- _Extrait choisi_:
--------------------------------

Les concepts de transgression et de loi, irréversiblement inextricables, forment un couple déterminant dans l'évolution des sociétés vers la modernité. Le passage de la pré-modernité à la modernité présuppose ainsi une rupture, une remise en cause de l'autorité de la loi conditionnant la société initiale ; en un mot, elle nécessite une transgression. L'enjeu est alors de se demander s'il est nécessaire pour l'individu-sujet d'entretenir une capacité certaine à remettre en cause la loi, mais surtout l'autorité sur laquelle elle est fondée et sur laquelle se construit la société.
Le sens commun voudrait que la loi, condition d'existence d'un Etat stable au sein duquel peut se développer une société démocratique, ne puisse pas être remise en cause, notamment de par l'autorité qui émane d'elle. « Dura lex, sed lex » ; l'autorité de la loi, c'est-à-dire sa qualité de supra-pouvoir ne se remet pas en cause : l'homme doit lui être assujetti et obéir à son commandement, se soumettre à ses exigences. Transgresser la loi revient à en nier l'autorité ; or c'est cette même autorité qui fonde la société puisque sans autorité, le sens commun, « l'opinion publique » ne concevrait pas qu'on impose une limite abstraite à ses actes. L'autorité est ce qui fait de la loi le garant de la société. Elle est donc nécessaire pour le maintien d'un ordre certain, en accord avec les valeurs prônées par la société, qui fonde la loi, ou tout au moins contribue à sa mise en place. Il apparaît ainsi inconcevable de plébisciter un droit à transgresser propre à chaque individu alors même que la loi se présente comme « l'expression de la volonté populaire » selon Rousseau.

--------------------------------

- _Données enregistrées_:
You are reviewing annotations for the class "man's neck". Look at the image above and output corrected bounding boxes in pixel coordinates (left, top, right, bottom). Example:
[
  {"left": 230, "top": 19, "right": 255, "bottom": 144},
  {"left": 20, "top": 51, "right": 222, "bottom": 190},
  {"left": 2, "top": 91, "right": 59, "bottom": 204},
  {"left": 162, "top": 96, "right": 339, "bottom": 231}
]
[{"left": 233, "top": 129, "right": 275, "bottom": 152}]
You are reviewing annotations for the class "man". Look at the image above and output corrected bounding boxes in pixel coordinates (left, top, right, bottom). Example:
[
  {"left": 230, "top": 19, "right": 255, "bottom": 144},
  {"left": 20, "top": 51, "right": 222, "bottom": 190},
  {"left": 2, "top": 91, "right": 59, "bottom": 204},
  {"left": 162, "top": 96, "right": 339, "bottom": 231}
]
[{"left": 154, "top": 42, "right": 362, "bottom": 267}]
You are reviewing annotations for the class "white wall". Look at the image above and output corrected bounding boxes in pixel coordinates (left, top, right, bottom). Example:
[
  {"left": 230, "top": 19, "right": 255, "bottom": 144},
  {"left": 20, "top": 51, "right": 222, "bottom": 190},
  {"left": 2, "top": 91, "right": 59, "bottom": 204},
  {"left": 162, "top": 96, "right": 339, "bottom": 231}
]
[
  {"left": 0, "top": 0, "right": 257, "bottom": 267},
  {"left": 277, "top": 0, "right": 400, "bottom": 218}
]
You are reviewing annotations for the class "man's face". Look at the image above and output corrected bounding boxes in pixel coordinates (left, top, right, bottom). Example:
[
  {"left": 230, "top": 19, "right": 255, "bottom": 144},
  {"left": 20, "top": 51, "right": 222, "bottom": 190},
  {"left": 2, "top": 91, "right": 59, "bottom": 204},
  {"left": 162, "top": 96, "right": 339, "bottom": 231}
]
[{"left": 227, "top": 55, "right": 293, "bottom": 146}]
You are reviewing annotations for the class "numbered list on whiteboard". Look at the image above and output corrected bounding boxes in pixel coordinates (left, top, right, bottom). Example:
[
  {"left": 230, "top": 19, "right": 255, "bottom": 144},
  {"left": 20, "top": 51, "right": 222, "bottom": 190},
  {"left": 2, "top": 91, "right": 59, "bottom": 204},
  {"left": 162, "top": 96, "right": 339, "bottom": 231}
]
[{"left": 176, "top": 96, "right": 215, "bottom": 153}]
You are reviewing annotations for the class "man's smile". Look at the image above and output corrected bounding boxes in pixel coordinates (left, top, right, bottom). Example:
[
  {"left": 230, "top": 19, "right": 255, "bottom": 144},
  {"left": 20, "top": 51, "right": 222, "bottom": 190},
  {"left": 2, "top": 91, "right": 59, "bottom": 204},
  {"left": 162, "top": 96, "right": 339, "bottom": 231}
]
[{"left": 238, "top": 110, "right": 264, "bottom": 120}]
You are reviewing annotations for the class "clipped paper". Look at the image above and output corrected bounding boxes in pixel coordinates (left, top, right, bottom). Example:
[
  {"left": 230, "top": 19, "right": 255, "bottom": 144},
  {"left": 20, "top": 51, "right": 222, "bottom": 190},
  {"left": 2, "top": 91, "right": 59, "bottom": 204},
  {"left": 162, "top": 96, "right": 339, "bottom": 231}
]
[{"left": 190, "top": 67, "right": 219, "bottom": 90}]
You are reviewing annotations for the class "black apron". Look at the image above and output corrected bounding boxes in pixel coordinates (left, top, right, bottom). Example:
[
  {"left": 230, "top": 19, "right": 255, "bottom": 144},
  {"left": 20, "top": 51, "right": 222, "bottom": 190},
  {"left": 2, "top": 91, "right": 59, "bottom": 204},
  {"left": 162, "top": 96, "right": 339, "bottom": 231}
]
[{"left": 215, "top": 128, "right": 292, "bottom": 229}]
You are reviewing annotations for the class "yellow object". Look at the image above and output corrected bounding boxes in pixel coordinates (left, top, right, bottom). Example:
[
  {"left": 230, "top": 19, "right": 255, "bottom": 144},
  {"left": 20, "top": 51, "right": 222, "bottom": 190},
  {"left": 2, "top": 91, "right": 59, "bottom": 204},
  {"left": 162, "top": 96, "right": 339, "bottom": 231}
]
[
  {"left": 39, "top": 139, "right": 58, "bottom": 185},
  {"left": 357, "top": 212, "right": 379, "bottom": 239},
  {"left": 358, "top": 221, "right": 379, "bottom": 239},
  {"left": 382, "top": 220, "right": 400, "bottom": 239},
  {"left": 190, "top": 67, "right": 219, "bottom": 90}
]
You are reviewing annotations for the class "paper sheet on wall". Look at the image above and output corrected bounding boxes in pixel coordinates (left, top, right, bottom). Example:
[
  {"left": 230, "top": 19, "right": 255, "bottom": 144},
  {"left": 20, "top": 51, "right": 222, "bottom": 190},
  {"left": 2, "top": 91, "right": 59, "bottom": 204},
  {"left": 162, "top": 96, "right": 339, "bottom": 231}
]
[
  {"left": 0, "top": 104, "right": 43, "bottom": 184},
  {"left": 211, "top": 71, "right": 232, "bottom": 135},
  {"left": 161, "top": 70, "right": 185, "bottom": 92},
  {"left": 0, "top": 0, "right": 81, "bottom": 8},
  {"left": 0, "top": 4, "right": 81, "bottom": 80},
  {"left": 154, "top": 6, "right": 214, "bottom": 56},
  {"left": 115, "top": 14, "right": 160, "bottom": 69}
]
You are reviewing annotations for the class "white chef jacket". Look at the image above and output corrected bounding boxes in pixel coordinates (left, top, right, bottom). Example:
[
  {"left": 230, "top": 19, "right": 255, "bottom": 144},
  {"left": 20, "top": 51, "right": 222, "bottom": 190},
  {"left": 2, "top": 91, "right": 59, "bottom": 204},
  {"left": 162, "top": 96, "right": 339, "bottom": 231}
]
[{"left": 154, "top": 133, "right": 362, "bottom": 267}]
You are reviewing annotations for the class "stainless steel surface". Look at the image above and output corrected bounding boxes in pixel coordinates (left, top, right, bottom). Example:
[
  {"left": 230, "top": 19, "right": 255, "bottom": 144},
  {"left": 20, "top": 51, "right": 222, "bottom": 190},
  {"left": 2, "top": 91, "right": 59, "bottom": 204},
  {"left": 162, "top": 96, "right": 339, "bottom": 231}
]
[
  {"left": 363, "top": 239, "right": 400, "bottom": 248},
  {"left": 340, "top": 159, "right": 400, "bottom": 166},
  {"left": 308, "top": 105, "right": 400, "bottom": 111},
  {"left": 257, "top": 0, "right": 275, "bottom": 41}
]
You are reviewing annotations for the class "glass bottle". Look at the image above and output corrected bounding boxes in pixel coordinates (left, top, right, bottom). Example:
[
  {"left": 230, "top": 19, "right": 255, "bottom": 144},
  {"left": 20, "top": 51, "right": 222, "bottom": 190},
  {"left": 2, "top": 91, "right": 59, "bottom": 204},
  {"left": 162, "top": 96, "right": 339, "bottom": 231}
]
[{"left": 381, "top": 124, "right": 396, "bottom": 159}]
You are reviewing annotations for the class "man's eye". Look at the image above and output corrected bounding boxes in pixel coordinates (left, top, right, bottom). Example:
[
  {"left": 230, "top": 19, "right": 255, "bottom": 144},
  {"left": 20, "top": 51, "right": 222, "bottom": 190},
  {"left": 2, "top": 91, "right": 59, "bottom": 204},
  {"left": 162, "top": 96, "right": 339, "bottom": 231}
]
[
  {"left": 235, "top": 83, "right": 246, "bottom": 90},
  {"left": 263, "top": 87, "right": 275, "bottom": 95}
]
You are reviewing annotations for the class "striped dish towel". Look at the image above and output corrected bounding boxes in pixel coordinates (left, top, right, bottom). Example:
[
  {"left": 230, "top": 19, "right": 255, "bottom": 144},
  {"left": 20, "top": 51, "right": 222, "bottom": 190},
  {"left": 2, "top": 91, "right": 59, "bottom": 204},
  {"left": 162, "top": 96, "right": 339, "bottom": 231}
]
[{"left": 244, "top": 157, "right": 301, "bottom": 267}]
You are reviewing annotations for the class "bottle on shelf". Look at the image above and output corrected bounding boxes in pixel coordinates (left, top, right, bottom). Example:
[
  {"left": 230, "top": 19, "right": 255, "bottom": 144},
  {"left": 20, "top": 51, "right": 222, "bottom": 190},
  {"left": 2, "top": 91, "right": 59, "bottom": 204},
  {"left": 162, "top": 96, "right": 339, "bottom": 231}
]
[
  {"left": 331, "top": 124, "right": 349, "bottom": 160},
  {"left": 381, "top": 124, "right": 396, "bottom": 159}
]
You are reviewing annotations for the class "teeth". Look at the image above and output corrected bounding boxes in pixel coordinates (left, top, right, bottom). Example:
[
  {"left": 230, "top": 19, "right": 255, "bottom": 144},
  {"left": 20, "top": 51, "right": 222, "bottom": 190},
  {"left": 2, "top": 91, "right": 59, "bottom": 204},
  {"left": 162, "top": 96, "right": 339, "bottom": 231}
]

--------------------------------

- _Exercices_:
a. Répondez aux questions suivantes à partir de l'extrait sur la loi et la transgression.
(i) Selon l'extrait, que nécessite le passage de la pré-modernité à la modernité ?
(ii) Quelle locution latine est citée au sujet de l'autorité de la loi ?
(iii) À qui l'extrait attribue-t-il la formule « l'expression de la volonté populaire » ?
b. Reproduisez le passage de l'extrait sur la loi et la transgression qui va de « Les concepts de » jusqu'à « construit la société. » inclus.

- _Réponses par exercice_:
a.
(i) Une transgression, c'est-à-dire une rupture et une remise en cause de l'autorité de la loi conditionnant la société initiale.
(ii) « Dura lex, sed lex ».
(iii) À Rousseau.

b.
Les concepts de transgression et de loi, irréversiblement inextricables, forment un couple déterminant dans l'évolution des sociétés vers la modernité. Le passage de la pré-modernité à la modernité présuppose ainsi une rupture, une remise en cause de l'autorité de la loi conditionnant la société initiale ; en un mot, elle nécessite une transgression. L'enjeu est alors de se demander s'il est nécessaire pour l'individu-sujet d'entretenir une capacité certaine à remettre en cause la loi, mais surtout l'autorité sur laquelle elle est fondée et sur laquelle se construit la société.